WORK TO COMPLETE |
Continue the news report on Covid-specific health insurance in India from the point where it stops.

Purchases of Covid-specific health insurance policies in India have grown almost 10 times in a month, making it the fastest-selling insurance policy in decades.
The chairman of India's insurance regulatory body, the Insurance Regulatory and Development Authority (Irdai), said on Oct 16 that the market grew from 1.5 million rupees (S$27,670) to 11 million rupees from last month to this month.
India has had close to eight million coronavirus cases, and more than 120,000 people have died. Although the Ministry of Health says more people are recovering than ever and infection rates are declining, India still records the world's second-largest number of infections.
Industry sources said that since July, 450,000 insurance claims worth about 67.5 billion rupees have been reported. Of this, about 300,000 claims worth around 28 billion rupees have been settled.
Many Indians were spurred to buy insurance in July as infections peaked and the lockdown was eased.
Mr Mohan Elango, a 28-year-old television producer in Chennai, said that it was when India's pandemic "situation got serious" that he bought a Covid-specific insurance policy from Star Health and Allied Insurance company for a cover of about $9,200. It was his first health insurance policy.
"One of my relatives was admitted to a private hospital with Covid, but in six days the family opted for home treatment because they could not afford to pay more bills. I too can't bear the expense, so I got a Covid insurance policy," he added.
Treatment in government hospitals is free of charge, but a shortage of beds and lack of trust about safety have made many Indians opt for private hospitals. Some state governments have regulated Covid-19 testing and treatment fees, but many hospitals have still been charging controversially high prices for sanitation, admission and personal safety equipment of medical staff.
Several patients and health rights activists have challenged this in courts across India.
As infected Indians struggled with enormous bills and rejected claims on their existing health insurance policies, the Irdai designed two standard Covid-specific products called Corona Kavach (Armour) and Corona Rakshak (Protector) in June.

EXCERPTED DATA |
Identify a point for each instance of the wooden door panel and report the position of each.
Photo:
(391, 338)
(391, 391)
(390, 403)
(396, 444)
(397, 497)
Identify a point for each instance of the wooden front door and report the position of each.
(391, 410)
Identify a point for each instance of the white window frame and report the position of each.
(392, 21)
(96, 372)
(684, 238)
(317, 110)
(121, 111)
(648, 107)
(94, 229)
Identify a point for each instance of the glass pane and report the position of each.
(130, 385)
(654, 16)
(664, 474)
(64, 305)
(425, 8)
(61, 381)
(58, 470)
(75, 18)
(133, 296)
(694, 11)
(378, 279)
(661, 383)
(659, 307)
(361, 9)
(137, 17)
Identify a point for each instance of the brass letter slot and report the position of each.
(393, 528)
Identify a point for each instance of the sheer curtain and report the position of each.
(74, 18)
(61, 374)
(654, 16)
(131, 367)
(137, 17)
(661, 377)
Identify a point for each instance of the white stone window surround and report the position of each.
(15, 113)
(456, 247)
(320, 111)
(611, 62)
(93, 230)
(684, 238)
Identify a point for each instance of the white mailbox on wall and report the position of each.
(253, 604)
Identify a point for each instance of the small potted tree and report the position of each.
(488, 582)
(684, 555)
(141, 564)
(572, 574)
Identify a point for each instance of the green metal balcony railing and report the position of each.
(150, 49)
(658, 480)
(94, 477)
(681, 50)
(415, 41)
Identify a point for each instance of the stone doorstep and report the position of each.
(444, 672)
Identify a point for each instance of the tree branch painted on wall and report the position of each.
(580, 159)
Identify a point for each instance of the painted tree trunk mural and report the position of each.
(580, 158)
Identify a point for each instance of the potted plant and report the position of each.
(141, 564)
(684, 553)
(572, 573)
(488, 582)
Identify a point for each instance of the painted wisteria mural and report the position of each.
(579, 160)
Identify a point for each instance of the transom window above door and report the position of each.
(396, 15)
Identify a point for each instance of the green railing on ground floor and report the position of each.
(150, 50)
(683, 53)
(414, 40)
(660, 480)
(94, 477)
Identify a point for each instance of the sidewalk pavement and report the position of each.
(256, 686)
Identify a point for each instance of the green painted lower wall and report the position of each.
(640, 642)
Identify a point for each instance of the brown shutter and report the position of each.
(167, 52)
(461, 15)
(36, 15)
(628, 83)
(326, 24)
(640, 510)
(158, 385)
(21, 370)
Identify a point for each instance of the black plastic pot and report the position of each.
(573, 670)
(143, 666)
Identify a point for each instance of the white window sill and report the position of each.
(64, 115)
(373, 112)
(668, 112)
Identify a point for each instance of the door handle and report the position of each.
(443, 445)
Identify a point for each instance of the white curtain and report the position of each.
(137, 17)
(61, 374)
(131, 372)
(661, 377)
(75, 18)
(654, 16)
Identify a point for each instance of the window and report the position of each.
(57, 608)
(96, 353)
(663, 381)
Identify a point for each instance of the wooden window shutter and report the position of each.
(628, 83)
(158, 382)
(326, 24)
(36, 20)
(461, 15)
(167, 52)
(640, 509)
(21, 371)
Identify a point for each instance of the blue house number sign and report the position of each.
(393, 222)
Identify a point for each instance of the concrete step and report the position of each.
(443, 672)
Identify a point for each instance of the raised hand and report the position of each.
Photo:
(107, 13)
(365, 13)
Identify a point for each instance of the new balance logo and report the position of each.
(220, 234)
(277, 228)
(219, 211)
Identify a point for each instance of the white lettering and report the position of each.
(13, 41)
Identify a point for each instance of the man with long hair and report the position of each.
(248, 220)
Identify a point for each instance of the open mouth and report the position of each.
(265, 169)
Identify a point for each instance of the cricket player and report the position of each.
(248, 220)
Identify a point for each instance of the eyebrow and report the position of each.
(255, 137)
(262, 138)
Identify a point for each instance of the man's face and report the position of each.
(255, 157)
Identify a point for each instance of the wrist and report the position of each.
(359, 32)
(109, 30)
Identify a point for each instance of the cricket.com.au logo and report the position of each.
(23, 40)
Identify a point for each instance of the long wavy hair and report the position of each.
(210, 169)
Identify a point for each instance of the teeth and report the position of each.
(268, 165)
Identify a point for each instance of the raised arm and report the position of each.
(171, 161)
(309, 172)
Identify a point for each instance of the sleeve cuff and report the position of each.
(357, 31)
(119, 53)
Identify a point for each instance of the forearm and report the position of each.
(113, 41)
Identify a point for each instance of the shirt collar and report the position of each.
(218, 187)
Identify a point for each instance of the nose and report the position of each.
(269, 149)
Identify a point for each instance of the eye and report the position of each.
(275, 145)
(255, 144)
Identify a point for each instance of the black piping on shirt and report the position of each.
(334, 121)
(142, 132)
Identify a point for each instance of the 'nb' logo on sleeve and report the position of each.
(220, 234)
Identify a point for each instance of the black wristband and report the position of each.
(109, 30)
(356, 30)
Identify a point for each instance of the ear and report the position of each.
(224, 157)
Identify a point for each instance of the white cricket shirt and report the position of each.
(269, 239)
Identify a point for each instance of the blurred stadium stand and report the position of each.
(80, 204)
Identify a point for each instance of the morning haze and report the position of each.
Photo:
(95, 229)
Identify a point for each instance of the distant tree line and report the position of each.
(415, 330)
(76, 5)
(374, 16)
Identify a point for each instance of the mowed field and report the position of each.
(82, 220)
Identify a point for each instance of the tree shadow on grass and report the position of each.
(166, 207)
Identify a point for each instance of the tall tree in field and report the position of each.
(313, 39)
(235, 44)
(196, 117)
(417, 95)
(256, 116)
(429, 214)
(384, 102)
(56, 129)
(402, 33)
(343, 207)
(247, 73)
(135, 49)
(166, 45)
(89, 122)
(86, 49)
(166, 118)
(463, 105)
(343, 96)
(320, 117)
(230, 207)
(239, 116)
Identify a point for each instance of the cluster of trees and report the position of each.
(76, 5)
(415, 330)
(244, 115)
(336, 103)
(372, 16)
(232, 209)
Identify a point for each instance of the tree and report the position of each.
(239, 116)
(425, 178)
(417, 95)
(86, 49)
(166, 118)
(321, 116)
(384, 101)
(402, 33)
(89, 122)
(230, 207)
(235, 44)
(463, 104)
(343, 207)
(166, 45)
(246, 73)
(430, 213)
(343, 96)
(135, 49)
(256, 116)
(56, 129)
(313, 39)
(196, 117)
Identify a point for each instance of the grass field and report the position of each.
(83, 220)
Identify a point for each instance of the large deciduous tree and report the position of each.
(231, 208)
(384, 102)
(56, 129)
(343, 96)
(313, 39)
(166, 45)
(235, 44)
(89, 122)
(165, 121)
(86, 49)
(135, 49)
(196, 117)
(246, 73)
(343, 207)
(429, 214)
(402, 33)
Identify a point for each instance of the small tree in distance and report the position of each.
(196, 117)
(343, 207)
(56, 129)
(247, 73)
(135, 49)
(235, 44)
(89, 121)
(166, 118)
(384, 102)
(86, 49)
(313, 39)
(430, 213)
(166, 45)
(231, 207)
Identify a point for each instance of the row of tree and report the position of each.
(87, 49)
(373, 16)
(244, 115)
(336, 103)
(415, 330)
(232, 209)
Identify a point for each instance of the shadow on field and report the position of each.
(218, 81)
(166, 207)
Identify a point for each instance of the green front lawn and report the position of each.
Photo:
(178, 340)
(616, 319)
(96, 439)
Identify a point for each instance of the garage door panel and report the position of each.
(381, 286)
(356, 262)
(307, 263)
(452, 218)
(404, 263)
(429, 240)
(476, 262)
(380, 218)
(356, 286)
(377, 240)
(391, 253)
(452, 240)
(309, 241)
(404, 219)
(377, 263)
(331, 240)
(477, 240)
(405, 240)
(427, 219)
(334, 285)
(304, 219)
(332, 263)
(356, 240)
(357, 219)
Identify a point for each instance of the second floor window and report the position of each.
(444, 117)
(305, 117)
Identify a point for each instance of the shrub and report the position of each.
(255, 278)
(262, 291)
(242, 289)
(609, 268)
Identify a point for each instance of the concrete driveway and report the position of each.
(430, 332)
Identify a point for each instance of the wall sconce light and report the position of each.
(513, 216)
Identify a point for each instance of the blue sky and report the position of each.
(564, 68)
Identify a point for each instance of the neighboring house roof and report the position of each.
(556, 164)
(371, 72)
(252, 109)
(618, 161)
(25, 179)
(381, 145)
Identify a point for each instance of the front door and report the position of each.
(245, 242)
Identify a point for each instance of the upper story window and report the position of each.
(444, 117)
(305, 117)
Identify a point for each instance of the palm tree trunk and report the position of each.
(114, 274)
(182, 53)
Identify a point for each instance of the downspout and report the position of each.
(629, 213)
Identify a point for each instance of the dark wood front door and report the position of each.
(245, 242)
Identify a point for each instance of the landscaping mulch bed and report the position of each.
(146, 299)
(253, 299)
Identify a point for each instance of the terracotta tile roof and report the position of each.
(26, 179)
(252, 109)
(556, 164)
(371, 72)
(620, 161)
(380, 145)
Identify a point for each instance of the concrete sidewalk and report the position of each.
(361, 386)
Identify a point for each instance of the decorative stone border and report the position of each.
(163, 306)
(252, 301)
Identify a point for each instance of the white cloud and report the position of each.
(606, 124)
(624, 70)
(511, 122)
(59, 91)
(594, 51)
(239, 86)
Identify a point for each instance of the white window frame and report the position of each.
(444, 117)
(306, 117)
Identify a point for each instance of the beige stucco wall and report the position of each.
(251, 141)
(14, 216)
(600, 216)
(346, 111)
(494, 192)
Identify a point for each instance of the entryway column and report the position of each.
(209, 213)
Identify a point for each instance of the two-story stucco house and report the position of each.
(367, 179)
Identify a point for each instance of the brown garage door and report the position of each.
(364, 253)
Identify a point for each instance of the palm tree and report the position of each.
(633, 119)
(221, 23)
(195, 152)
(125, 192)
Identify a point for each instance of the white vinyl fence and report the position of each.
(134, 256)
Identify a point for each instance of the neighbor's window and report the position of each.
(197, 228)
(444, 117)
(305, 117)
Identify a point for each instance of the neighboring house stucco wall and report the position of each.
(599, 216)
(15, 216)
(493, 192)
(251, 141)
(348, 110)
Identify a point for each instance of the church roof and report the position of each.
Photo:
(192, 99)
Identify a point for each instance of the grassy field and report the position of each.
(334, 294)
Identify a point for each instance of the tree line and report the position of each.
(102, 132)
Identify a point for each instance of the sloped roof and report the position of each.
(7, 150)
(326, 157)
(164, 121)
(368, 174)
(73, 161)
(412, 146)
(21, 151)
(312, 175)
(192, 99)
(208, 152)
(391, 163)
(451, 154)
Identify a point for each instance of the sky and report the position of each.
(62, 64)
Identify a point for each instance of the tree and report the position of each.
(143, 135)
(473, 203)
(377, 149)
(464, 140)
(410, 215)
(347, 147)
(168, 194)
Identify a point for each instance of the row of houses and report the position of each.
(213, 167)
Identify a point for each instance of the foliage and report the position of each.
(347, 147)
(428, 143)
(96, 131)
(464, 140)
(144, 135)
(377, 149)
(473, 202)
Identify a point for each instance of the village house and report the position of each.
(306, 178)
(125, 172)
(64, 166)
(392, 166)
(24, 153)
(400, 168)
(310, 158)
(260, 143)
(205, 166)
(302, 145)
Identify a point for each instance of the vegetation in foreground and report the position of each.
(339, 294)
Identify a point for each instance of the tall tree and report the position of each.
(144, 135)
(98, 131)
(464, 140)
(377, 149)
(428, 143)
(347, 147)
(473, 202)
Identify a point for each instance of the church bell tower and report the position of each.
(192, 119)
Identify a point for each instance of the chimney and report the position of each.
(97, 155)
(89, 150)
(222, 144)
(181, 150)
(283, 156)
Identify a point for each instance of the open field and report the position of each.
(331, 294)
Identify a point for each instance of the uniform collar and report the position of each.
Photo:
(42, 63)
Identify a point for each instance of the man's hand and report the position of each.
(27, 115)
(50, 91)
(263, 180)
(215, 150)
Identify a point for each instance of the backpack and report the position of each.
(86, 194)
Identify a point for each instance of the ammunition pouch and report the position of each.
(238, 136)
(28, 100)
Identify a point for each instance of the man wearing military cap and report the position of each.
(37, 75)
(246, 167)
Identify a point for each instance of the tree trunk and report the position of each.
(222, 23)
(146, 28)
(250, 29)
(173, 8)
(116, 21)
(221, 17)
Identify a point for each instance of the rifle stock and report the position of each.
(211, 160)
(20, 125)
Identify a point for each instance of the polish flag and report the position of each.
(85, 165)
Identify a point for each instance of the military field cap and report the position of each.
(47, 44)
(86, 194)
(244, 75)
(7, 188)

OUTPUT OF THE TASK |
Based on these guidelines, many insurance companies have rolled out policies that will cover the treatment cost of Covid-19. Corona Kavach is an indemnity-type plan for individuals and families to get their hospital bill reimbursed up to the sum insured.
A benefit-based plan, Corona Rakshak gives hospitalised individuals a fixed payout to cover expenses.
Both are short-term policies, issued for 31/2, 61/2, and 91/2 months. The one-time premiums are low, ranging from 120 rupees to 15,000 rupees, based on each insurer's underwriting standards and expectations of claim ratios, reported online insurance retailer Policybazaar.
"The pandemic has forced customers to think about larger sum insured policies. We have witnessed increased demand for our super top-up health product which offers sum insured of INR 20 lakh (two million rupees) with a deductible of INR 5 lakh for a premium of 2,420 rupees for customers below 45 years of age," said HDFC ERGO General Insurance president of accident and health Ravi Vishwanath.
Some companies are also buying Covid-19 insurance for staff, as a standalone policy or as a "top-up" to their existing health cover.
"My company took the policy cover for all employees. They have borne the entire cost," said Ms Subhashini Ravichandran, a content writer at Customised Energy Solutions in Chennai. The policy from Oriental Insurance for 200,000 rupees covers diagnostics, hospitalisation, and home care for up to 14 days. The premium was only 600 rupees.
Mr Sanjay Datta, chief of underwriting, claims and reinsurance at ICICI Lombard, India's largest private sector insurer, said short-term insurance products like the Covid-19 plans were unprecedented for India. "It is a crisis mitigation product, in a sense, like extinguishers to put out a fire," he said.
"The pandemic has raised awareness about health risks in general, not just from an old age perspective. Indians are otherwise very fatalistic about disease and death. But now even young people are taking insurance."